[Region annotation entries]

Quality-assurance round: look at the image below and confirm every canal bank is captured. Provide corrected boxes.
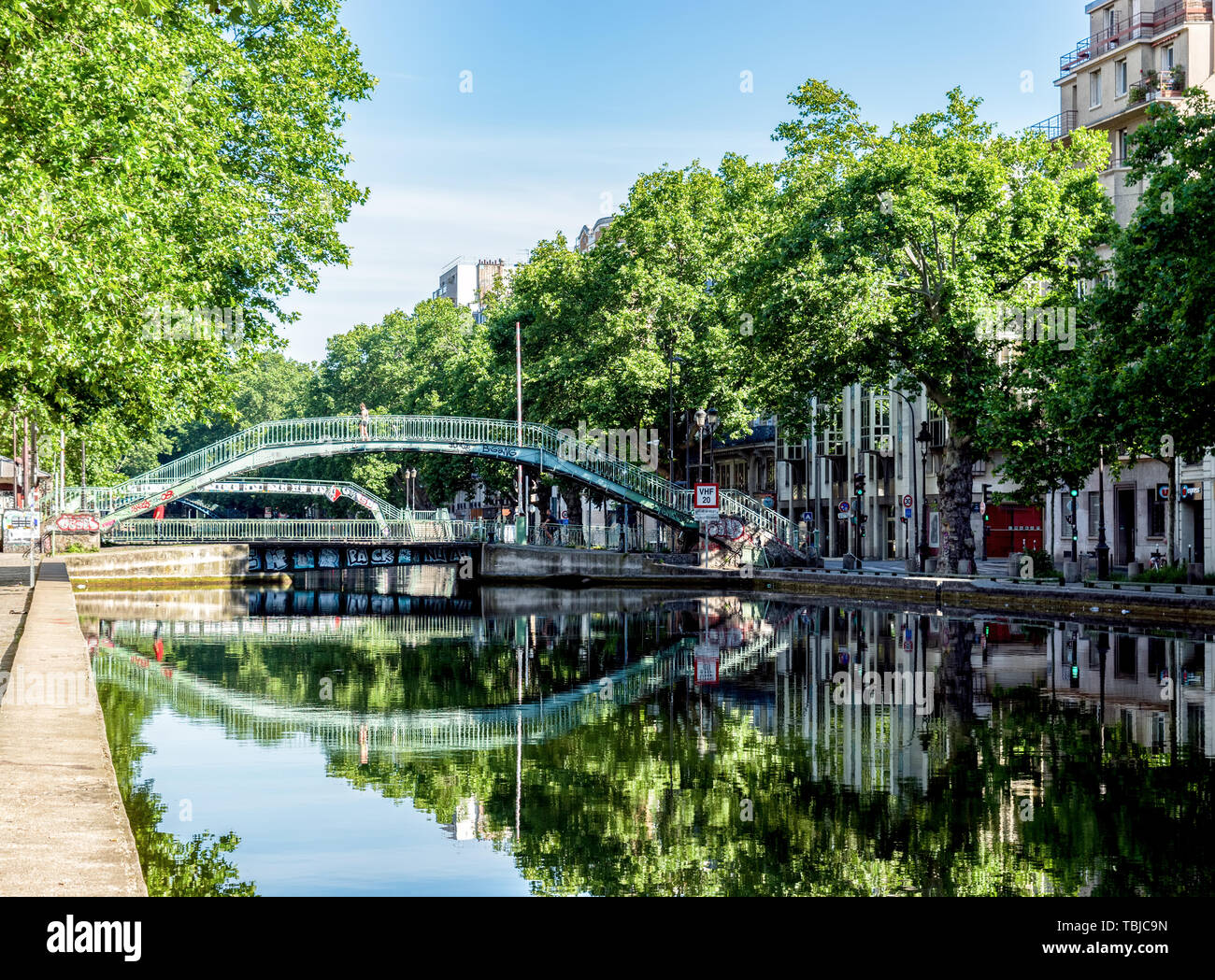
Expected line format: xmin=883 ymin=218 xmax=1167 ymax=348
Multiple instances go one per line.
xmin=0 ymin=560 xmax=147 ymax=896
xmin=59 ymin=544 xmax=1215 ymax=627
xmin=481 ymin=544 xmax=1215 ymax=627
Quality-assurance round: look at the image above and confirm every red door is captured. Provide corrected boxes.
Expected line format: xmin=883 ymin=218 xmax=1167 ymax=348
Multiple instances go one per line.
xmin=987 ymin=504 xmax=1042 ymax=559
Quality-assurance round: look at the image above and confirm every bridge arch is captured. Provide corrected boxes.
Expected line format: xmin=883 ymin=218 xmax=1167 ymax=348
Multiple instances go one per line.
xmin=71 ymin=416 xmax=799 ymax=547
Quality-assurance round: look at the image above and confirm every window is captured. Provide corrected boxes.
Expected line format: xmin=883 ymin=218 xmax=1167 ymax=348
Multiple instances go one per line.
xmin=1147 ymin=487 xmax=1164 ymax=538
xmin=815 ymin=405 xmax=843 ymax=455
xmin=859 ymin=386 xmax=891 ymax=452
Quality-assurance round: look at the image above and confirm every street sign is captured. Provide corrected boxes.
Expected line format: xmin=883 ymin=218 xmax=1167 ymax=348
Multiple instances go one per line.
xmin=55 ymin=514 xmax=101 ymax=533
xmin=4 ymin=510 xmax=41 ymax=547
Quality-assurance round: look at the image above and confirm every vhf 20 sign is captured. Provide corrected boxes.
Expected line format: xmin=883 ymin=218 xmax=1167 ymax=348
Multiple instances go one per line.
xmin=1155 ymin=483 xmax=1203 ymax=501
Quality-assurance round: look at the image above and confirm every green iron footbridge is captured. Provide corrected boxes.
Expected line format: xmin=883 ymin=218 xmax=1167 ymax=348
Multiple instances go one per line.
xmin=68 ymin=416 xmax=799 ymax=547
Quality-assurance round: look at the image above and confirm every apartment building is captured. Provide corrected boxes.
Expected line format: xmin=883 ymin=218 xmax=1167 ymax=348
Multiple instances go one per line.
xmin=738 ymin=0 xmax=1215 ymax=574
xmin=432 ymin=255 xmax=514 ymax=323
xmin=1032 ymin=0 xmax=1215 ymax=574
xmin=574 ymin=215 xmax=616 ymax=254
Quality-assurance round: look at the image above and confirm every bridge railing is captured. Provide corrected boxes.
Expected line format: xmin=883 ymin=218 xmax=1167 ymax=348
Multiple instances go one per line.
xmin=517 ymin=523 xmax=672 ymax=551
xmin=85 ymin=416 xmax=798 ymax=546
xmin=64 ymin=478 xmax=410 ymax=521
xmin=102 ymin=518 xmax=486 ymax=544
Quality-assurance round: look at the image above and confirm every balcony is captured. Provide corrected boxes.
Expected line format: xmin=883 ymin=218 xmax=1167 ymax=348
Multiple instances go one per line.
xmin=1060 ymin=0 xmax=1211 ymax=78
xmin=1029 ymin=109 xmax=1079 ymax=139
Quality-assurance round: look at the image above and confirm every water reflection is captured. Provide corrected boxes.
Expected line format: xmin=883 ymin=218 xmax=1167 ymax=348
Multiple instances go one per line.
xmin=80 ymin=579 xmax=1215 ymax=895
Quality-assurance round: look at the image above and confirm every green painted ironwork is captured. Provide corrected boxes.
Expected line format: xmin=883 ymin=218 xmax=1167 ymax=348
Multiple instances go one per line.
xmin=71 ymin=416 xmax=798 ymax=547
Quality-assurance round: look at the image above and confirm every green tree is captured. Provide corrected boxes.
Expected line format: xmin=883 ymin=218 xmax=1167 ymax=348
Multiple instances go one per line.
xmin=0 ymin=0 xmax=373 ymax=459
xmin=750 ymin=82 xmax=1109 ymax=570
xmin=1086 ymin=89 xmax=1215 ymax=462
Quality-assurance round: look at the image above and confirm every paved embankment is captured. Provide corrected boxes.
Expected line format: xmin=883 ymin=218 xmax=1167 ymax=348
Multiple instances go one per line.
xmin=0 ymin=560 xmax=147 ymax=896
xmin=64 ymin=544 xmax=250 ymax=582
xmin=481 ymin=544 xmax=1215 ymax=627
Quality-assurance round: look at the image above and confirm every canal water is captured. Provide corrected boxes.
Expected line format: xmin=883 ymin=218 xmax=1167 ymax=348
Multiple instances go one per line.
xmin=78 ymin=567 xmax=1215 ymax=895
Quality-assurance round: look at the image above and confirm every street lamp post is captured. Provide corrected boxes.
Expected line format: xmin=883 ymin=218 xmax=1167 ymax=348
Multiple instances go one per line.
xmin=1097 ymin=447 xmax=1109 ymax=582
xmin=915 ymin=419 xmax=932 ymax=571
xmin=667 ymin=353 xmax=688 ymax=483
xmin=894 ymin=390 xmax=927 ymax=571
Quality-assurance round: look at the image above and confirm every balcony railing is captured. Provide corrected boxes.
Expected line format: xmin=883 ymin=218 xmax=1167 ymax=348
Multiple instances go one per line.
xmin=1029 ymin=109 xmax=1079 ymax=139
xmin=1060 ymin=0 xmax=1211 ymax=77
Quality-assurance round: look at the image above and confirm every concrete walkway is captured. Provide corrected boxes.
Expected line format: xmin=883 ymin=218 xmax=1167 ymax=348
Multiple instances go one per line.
xmin=0 ymin=559 xmax=147 ymax=896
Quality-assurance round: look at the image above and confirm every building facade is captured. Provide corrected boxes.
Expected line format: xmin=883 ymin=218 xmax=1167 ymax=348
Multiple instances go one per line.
xmin=1032 ymin=0 xmax=1215 ymax=574
xmin=432 ymin=255 xmax=514 ymax=323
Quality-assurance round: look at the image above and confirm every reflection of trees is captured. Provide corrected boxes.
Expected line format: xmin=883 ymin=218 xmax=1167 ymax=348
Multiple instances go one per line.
xmin=108 ymin=631 xmax=653 ymax=713
xmin=97 ymin=604 xmax=1215 ymax=895
xmin=329 ymin=697 xmax=1215 ymax=895
xmin=97 ymin=685 xmax=254 ymax=898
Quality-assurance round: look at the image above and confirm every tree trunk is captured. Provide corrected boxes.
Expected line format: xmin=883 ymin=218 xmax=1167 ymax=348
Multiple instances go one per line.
xmin=938 ymin=428 xmax=975 ymax=572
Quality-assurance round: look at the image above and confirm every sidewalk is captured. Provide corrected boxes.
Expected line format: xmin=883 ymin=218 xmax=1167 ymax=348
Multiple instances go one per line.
xmin=0 ymin=559 xmax=147 ymax=896
xmin=822 ymin=559 xmax=1008 ymax=578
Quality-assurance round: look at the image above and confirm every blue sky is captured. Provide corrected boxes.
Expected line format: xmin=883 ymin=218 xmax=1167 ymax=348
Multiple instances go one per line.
xmin=284 ymin=0 xmax=1088 ymax=360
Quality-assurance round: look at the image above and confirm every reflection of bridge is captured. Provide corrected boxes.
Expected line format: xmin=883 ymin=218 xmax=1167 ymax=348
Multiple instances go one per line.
xmin=68 ymin=416 xmax=798 ymax=546
xmin=93 ymin=634 xmax=789 ymax=753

> _WHAT TO PRODUCE_
Reproduce the listing from the line with "20 sign is captured. Provide corrected boxes." up to and including the line with "xmin=574 ymin=215 xmax=616 ymax=254", shifting every bounding-box coordinate by adding 92 to it. Keep the request lines and the expected-format sample lines unchanged.

> _REPLY TO THE TASK_
Quality-assurance round: look at the image above and confirm every vhf 20 sign is captured. Provide corrected boxes.
Expected line format: xmin=883 ymin=218 xmax=1167 ymax=348
Multiple instances go one per line.
xmin=1247 ymin=575 xmax=1295 ymax=593
Quality-assurance round: look at the image above and confirm every green iron footbridge is captured. Provide corrected boxes.
Expected line format: xmin=883 ymin=218 xmax=1167 ymax=348
Multiple instances go one per line.
xmin=160 ymin=508 xmax=891 ymax=639
Quality-assurance round: look at the image above and confirm every apartment building is captured. Provide corrected boxes.
Expected line format: xmin=883 ymin=218 xmax=1167 ymax=348
Multiple instances go one per line.
xmin=830 ymin=92 xmax=1307 ymax=666
xmin=524 ymin=347 xmax=606 ymax=415
xmin=1124 ymin=92 xmax=1307 ymax=666
xmin=666 ymin=307 xmax=708 ymax=346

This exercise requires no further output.